■ **Text under study**
= = = = =

This is why democracies so desperately need well-educated citizens, and also why democratic societies tend to be much more politically engaged than non-democratic societies. Under a hierarchical regime, the common man has no business worrying about the public order at large or matters of state. His concern is limited to his own household and local affairs. But in a democracy, all of these questions—even the highest and most complex—are indirectly referred back to the people for judgment. And the political well-being of the state hangs on the soundness of that judgment.
The problem is that private individuals—occupied with domestic affairs, professions, and commerce—are not primed to think about the big picture of social order and justice in the state. They have neither the experience, nor the time, nor the incentive to go and investigate it. So when the people choose their rulers, and give those rulers (indirectly) a mandate to guide the administration of public affairs, this mandate is based not on the needs of society as an integral whole—not on the authentic common good—but on the competition of individual interests, with the largest interest groups predominating.
The hope, in a democratic system, is that the parochialism of voters will be counterbalanced by the efforts of politicians to build consensus during campaigns. Politicians want to have a strong base of public support, so they fuse as many interest groups as possible into a grand platform, which is representative of the people as a whole. This process works, to a great extent. We're witnessing it right now, as Bernie Sanders pushes for the votes of black women, and Donald Trump panders to evangelicals.
But even when democratic compromise works as it's supposed to, there is little guarantee of justice in the regimes it produces. Justice does not consist in giving everyone, as far as possible, whatever he wants, but in securing for each member in a community what is due to him. By basing public order on the arbitration of competing desires, democratic procedures risk neglecting the arbitration of competing rights. And by building a governing vision out of a patchwork of fragmentary interests and wishes, democratic governments risk losing track of the real constitution and integral order of society as a whole—which is the basic concern of social justice.
American democracy has borne much good fruit for the people of the United States. In many ways, as Adams and Novak suggest, the democratic culture of this country has produced a new spirit of local and domestic social justice. We have an abundance of social work programs, charities, and religious organizations bolstering the public order and helping to provide some guarantee of equity and common welfare in our cities. These institutions are strong, in part, because of the emphasis on individual self-government which goes along with democratic politics.
But democracy has its faults. If many on the political right in America can no longer make sense of social justice except as it concerns private action—if some on the left cannot distinguish it from bread and circuses for the people—perhaps this is because our form of government makes it so easy to forget that government exists not to mediate competing interests, but to promote the common good of the whole.
Today we have lost track of what justice means for our society at large. In a headless, democratic society, how can we relearn these things? Who will teach us the truth about the common good? Who will guide us in the paths of justice?
Elliot Milco is an editorial assistant at First Things.

= = = = =

■ **Your task**
In the essay on democracy and social justice, what does justice consist in?

= = = = =

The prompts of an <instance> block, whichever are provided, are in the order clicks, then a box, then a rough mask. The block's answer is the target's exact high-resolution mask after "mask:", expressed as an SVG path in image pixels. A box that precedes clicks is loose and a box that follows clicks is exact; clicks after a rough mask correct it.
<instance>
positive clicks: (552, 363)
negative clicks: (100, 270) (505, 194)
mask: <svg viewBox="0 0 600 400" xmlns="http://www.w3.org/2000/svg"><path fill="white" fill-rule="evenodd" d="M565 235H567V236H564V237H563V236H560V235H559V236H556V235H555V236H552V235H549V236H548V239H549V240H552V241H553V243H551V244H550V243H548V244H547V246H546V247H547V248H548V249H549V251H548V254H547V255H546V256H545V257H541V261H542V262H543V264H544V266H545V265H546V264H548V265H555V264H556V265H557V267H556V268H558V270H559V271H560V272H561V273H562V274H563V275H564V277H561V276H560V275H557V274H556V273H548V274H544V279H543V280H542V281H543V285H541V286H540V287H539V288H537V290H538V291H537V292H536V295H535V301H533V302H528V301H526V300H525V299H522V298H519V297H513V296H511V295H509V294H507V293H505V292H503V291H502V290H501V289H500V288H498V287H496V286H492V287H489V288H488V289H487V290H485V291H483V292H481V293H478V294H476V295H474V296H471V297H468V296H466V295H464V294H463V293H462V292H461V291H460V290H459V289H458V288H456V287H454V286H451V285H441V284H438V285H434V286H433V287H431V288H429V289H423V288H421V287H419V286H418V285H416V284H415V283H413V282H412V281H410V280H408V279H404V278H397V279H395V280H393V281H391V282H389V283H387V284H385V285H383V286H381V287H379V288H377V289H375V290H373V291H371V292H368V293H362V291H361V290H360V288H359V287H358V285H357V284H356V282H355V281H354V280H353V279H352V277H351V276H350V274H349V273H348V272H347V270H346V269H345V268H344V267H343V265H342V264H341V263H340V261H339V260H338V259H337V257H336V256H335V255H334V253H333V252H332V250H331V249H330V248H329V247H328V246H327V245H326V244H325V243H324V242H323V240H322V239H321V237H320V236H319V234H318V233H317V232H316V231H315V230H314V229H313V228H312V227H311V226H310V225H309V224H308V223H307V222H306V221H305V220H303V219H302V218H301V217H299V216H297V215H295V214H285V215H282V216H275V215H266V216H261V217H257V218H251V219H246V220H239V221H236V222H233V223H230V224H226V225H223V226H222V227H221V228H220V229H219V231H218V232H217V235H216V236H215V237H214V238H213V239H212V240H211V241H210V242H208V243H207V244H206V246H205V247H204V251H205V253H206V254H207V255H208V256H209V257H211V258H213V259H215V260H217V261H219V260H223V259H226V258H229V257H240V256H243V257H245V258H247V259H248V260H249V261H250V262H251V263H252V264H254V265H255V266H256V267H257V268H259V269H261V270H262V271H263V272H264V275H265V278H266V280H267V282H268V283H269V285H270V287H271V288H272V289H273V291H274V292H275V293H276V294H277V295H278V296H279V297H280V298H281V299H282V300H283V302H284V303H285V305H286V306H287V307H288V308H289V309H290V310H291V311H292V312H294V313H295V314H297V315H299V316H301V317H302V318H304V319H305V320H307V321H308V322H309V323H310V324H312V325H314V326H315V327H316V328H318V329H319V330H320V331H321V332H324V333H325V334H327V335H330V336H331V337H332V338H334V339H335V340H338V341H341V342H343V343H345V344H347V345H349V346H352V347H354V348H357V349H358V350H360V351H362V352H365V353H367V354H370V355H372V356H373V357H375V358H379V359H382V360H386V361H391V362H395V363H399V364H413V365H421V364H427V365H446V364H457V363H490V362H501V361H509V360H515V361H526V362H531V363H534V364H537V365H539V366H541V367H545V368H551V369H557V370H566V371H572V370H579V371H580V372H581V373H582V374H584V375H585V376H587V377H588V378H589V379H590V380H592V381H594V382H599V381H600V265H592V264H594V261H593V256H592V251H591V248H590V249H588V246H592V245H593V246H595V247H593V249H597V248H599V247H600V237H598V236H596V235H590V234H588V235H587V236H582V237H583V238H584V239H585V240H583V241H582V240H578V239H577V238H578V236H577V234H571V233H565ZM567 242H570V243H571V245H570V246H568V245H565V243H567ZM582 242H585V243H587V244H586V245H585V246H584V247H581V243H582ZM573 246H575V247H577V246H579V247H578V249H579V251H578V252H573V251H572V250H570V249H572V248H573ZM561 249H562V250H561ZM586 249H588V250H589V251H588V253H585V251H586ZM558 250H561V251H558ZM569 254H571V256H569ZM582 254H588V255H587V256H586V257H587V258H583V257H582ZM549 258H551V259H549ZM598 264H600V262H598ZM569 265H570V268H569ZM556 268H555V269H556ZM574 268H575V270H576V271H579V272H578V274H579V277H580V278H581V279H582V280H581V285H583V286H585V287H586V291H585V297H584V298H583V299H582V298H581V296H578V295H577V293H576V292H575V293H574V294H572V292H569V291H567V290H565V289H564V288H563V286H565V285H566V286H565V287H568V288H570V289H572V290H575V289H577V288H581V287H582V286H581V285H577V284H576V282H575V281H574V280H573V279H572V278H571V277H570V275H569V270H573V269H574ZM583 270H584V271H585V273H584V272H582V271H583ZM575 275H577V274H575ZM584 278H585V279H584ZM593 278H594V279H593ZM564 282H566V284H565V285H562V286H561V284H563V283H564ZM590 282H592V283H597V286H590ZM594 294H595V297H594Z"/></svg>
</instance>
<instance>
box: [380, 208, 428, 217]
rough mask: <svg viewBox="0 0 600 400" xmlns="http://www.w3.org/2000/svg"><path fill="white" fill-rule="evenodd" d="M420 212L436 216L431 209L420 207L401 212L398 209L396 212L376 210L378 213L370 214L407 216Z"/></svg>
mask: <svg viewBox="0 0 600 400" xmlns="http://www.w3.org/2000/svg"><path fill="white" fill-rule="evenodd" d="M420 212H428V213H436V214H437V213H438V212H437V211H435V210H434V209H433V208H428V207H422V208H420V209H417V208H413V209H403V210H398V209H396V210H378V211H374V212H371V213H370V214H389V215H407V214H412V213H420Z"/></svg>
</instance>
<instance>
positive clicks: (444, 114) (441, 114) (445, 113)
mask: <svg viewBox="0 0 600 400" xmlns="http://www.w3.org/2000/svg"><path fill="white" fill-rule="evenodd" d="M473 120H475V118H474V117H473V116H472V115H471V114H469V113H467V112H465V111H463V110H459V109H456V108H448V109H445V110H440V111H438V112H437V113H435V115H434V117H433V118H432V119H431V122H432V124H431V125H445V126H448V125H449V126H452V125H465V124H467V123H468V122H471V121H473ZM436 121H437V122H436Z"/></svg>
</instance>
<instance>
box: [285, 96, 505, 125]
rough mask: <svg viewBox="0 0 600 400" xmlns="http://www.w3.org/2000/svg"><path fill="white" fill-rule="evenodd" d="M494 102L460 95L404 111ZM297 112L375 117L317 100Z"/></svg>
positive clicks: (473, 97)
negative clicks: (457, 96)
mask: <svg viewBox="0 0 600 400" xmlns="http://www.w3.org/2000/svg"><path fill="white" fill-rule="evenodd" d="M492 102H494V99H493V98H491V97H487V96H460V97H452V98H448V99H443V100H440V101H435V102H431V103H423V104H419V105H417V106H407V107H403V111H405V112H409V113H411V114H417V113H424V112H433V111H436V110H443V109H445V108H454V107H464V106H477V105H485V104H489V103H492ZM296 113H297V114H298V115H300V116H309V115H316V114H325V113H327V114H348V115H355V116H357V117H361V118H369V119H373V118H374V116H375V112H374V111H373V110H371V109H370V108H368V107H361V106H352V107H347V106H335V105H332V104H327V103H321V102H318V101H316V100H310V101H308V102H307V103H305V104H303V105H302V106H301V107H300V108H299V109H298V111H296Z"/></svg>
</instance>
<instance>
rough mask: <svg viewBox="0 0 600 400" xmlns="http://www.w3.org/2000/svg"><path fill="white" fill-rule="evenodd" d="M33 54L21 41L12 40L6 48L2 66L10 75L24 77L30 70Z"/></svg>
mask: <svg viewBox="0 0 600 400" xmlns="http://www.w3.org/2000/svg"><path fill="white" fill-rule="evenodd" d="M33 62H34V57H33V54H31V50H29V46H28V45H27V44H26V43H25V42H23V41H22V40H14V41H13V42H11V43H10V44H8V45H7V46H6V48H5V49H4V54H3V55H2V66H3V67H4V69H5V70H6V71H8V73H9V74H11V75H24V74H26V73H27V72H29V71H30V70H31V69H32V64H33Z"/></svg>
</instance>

= = = = =

■ **Output for this exercise**
Securing for each member in a community what is due to him.